*Supplied passage*:
┏━━

Marriott CEO Sorenson Details Crisis Contingency Plans in Emotional Address


In an emotional video message on Thursday to Marriott International employees, CEO Arne Sorenson characterized the coronavirus crisis as more severe for the hotel chain than the Great Depression and World War 2. He added that the chain’s global business is running about 75 percent lower than normal, hundreds of hotels have closed, and some may never re-open.

The current financial situation, he said, is more dire than the worst quarter ever in the company’s business, which saw roughly a 25 percent decline on average in hotel revenue globally. He didn’t detail which quarter that was, but said later it was the fourth quarter of 2001.

“In terms of our business, COVID-19 is like nothing we’ve ever seen before,” Sorenson said, adding that the financial impact is worse than 9/11 and the 2009 financial crisis combined. (See the video embedded below.)

Sorenson said across Marriott’s businesses the number of employees infected with coronavirus is “low,” although he expressed his support for “hundreds of Marriott colleagues who are at this minute quarantined.”

Standing in front of a grayed-out world map, Sorenson detailed various steps Marriott is taking to get past the crisis, including Marriott International:

  • Furloughing — perhaps tens of thousands — of employees for at least 60-90 days, as well as shortening work weeks at the “above-property” level, and at headquarters in Bethesda, Maryland. Above-property refers to employees and executives not working directly at hotels, such as regional vice presidents or workers at headquarters.

┗━━

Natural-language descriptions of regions
┏━━

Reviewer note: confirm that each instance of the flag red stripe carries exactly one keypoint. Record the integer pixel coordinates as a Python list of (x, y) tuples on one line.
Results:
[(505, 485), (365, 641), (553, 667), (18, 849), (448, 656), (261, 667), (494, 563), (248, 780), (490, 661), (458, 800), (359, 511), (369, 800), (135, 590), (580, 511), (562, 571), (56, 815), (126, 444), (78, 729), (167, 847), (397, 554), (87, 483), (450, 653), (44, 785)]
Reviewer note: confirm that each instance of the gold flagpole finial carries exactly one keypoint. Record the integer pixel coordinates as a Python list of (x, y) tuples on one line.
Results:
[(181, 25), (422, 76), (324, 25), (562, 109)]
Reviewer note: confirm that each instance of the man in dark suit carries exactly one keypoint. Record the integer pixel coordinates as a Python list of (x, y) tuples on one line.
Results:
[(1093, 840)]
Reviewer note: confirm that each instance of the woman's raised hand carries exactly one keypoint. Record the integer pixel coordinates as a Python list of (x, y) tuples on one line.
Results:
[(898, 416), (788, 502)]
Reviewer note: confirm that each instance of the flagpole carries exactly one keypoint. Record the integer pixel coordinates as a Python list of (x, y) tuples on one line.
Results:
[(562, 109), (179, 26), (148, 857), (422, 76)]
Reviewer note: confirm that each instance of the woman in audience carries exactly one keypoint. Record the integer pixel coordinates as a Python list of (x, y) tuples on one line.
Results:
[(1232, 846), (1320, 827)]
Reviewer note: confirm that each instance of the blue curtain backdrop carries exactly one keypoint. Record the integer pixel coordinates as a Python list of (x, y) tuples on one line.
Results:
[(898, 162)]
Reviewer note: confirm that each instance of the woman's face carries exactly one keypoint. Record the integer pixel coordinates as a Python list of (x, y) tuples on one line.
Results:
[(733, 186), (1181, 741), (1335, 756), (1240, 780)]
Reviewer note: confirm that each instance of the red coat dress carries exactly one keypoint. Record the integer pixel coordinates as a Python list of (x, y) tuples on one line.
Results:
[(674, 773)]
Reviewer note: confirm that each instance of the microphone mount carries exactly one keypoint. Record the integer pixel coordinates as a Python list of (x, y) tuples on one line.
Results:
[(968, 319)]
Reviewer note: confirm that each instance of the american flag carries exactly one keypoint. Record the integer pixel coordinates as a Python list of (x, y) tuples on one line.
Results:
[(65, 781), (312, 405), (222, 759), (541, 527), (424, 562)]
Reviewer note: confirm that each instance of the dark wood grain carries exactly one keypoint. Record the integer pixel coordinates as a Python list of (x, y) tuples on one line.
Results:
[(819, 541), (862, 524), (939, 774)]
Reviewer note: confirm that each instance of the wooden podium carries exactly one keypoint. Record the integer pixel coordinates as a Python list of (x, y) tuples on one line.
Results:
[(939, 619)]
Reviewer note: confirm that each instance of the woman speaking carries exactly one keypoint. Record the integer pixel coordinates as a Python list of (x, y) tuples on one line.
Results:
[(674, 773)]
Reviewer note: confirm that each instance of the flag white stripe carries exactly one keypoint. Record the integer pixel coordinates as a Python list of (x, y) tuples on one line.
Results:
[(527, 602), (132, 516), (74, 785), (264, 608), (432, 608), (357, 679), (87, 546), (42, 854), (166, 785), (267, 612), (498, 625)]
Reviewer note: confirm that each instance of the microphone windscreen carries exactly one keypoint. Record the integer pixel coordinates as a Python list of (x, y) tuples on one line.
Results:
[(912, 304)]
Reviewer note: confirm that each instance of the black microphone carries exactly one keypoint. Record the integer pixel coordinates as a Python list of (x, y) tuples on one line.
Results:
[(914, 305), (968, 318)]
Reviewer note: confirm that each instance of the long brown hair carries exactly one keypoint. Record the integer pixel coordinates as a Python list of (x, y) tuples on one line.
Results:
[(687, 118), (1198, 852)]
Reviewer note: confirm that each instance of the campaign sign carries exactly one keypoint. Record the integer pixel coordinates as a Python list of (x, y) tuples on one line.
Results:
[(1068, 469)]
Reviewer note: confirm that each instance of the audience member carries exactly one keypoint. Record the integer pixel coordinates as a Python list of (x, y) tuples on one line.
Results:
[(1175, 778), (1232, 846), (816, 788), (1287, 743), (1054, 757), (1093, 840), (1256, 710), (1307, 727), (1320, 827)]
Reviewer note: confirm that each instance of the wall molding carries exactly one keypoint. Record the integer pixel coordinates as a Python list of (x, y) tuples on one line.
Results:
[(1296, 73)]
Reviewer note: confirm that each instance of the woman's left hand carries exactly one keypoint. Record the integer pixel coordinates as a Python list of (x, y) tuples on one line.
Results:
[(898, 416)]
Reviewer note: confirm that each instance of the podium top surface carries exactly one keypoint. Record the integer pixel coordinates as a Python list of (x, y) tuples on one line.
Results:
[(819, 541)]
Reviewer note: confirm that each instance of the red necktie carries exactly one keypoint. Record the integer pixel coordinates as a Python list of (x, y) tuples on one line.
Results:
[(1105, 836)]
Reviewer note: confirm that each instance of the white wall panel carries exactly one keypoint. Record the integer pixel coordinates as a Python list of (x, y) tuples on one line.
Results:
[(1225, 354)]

┗━━
┏━━

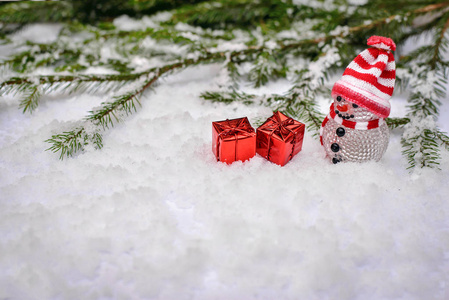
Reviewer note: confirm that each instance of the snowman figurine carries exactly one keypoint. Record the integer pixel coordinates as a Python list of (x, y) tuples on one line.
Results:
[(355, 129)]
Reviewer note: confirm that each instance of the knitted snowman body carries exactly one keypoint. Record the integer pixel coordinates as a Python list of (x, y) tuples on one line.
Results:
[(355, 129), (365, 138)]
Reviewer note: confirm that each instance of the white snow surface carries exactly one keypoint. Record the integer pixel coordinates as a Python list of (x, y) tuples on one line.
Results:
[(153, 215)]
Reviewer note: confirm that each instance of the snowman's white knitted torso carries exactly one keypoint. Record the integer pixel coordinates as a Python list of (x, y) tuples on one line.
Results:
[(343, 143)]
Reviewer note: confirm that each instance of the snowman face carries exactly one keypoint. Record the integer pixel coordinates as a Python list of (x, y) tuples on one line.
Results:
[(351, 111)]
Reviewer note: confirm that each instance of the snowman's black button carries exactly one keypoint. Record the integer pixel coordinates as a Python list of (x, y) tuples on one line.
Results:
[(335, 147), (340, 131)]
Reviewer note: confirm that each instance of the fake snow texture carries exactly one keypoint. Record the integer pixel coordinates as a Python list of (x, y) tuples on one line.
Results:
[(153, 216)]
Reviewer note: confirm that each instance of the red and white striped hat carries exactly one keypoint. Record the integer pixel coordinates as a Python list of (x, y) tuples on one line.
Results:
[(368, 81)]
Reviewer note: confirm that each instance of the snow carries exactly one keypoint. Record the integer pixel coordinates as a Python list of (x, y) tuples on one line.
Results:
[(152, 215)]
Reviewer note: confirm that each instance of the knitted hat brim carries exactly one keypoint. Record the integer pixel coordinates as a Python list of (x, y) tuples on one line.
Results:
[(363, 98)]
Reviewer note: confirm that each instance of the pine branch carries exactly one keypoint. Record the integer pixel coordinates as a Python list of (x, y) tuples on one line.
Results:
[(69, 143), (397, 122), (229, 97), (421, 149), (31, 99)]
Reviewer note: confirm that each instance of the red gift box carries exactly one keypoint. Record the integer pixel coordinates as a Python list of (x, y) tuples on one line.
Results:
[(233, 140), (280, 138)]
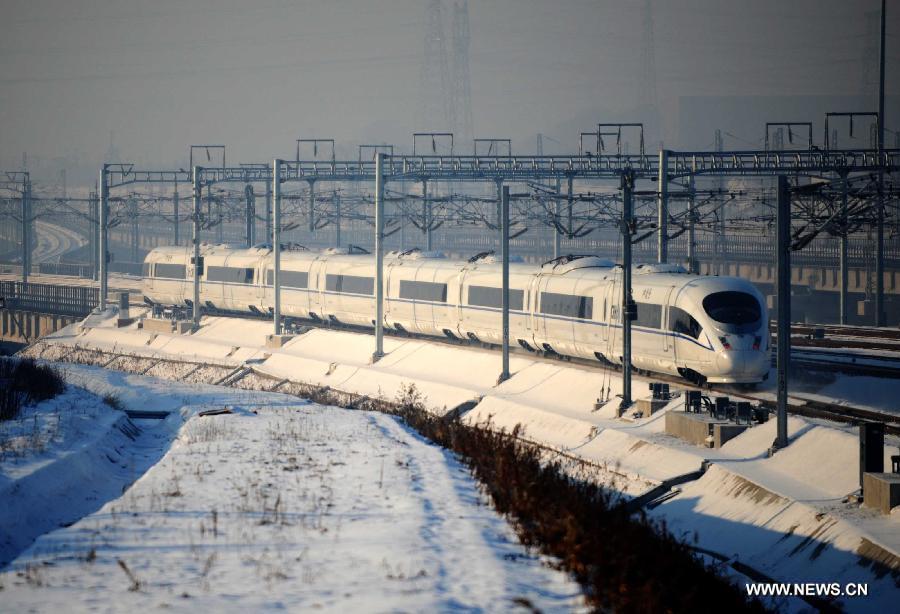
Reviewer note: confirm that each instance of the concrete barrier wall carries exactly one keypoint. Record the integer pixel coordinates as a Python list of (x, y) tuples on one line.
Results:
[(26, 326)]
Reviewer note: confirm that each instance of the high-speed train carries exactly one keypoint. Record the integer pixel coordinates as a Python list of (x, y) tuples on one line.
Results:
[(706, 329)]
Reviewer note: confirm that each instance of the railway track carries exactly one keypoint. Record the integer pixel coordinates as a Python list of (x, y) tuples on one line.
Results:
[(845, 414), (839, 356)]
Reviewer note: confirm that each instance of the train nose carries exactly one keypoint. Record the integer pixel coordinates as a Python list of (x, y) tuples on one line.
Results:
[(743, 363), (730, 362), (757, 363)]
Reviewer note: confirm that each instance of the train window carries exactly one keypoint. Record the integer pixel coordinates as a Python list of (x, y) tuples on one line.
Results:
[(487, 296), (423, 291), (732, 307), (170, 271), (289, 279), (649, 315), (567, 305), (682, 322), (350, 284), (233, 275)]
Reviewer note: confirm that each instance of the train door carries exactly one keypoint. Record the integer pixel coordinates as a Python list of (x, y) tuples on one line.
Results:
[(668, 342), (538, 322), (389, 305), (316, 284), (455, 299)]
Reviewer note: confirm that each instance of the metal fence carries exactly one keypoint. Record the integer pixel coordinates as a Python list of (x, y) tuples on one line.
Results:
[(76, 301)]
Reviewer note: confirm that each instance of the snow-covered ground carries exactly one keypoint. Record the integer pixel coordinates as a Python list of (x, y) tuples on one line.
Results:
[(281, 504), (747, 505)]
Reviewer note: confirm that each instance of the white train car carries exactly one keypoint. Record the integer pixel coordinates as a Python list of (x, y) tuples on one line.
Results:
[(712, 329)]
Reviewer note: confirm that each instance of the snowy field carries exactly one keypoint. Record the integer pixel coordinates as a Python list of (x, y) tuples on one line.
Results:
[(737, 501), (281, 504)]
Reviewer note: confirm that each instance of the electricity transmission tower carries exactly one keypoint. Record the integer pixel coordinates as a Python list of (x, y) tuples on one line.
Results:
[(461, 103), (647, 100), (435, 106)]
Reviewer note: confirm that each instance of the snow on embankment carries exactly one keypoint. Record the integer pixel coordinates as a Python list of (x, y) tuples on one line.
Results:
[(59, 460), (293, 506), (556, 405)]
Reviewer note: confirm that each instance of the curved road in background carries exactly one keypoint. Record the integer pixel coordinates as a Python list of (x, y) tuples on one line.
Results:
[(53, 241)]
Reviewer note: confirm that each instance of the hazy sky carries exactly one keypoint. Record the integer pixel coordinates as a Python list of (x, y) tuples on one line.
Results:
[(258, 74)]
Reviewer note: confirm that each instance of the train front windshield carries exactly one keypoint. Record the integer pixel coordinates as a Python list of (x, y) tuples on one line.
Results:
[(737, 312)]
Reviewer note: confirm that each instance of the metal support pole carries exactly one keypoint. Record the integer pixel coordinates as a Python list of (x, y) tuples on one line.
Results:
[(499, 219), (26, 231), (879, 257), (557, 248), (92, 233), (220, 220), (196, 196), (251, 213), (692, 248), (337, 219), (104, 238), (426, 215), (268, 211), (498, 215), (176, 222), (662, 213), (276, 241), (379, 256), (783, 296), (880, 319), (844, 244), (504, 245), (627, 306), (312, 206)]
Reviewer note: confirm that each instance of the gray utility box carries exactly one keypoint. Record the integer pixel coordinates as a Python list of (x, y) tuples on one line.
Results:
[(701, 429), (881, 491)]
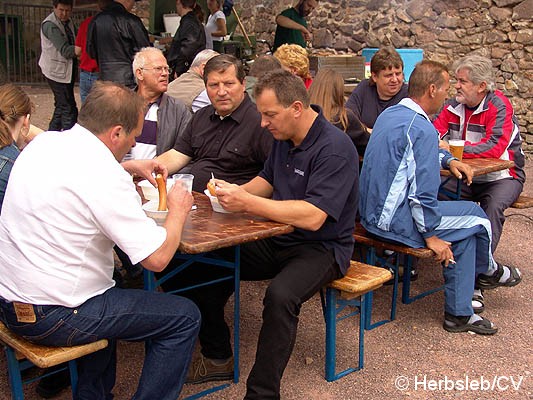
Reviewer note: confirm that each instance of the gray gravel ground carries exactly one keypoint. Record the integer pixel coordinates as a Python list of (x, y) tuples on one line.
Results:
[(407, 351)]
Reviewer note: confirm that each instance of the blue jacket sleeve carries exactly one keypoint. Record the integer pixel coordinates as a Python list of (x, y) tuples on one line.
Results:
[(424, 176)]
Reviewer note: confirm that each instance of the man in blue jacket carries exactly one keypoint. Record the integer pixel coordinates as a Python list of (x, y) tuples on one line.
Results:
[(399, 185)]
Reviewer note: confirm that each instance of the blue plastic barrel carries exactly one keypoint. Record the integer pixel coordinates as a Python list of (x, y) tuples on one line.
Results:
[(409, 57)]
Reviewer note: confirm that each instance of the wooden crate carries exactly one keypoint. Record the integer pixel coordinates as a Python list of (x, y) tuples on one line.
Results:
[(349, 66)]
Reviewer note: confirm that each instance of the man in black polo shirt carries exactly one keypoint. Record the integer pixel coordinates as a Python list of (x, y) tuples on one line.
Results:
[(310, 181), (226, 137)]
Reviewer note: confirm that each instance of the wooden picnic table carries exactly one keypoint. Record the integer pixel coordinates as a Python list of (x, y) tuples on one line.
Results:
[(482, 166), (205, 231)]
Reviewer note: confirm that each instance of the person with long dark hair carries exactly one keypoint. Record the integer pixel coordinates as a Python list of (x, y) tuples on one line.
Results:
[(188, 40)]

┗━━

*Questions*:
A) Please set down the stretch of the Marriott article from "Marriott CEO Sorenson" through "quarter of 2001.", word for word.
B) Write the next part of the article on the Marriott CEO's coronavirus address, picking up after its final line.

*Answers for the exercise*:
A)
Marriott CEO Sorenson Details Crisis Contingency Plans in Emotional Address


In an emotional video message on Thursday to Marriott International employees, CEO Arne Sorenson characterized the coronavirus crisis as more severe for the hotel chain than the Great Depression and World War 2. He added that the chain’s global business is running about 75 percent lower than normal, hundreds of hotels have closed, and some may never re-open.

The current financial situation, he said, is more dire than the worst quarter ever in the company’s business, which saw roughly a 25 percent decline on average in hotel revenue globally. He didn’t detail which quarter that was, but said later it was the fourth quarter of 2001.

B)
  • Suspended all non-essential travel for employees.
  • Froze hiring “with the exception of a small number of mission-critical positions.”
  • Marriott Executive Chairman Bill Marriott Jr. and Sorenson will receive no salary for the rest of 2020, and the Marriott International executive team will take 50 percent pay cuts.
  • Stopped all hotel initiatives, and suspended brand marketing and advertising.


The above steps are being carried out globally, Sorenson said, although some other measures vary by geography and occupancy rate. For example, some hotels that remain open are reducing staff, closing floors at properties, and closing food and beverage facilities.


Although Marriott saw a 90 percent decline in its business in China at the height of the coronavirus pandemic there, Sorenson said “we are seeing some early signs of lodging demand beginning to return.”

Sorenson, who’s battling pancreatic cancer, appeared with his head shaven in the video, a fact that made some staffers worried because of the optics, he said. He reassured employees that his appearance was what was to be expected.

“I feel good and my team and I are 100 percent focused on overcoming the common crisis we face,” Sorenson said.

The Marriott International CEO said his eight-year anniversary in the position is in two weeks. “I can tell you that I’ve never had a more difficult moment than this one,” he said.

Sorenson added that Marriott employees will be there to welcome back guests when the crisis is over, adding that “together we can and will overcome this, and we’ll thrive once again.”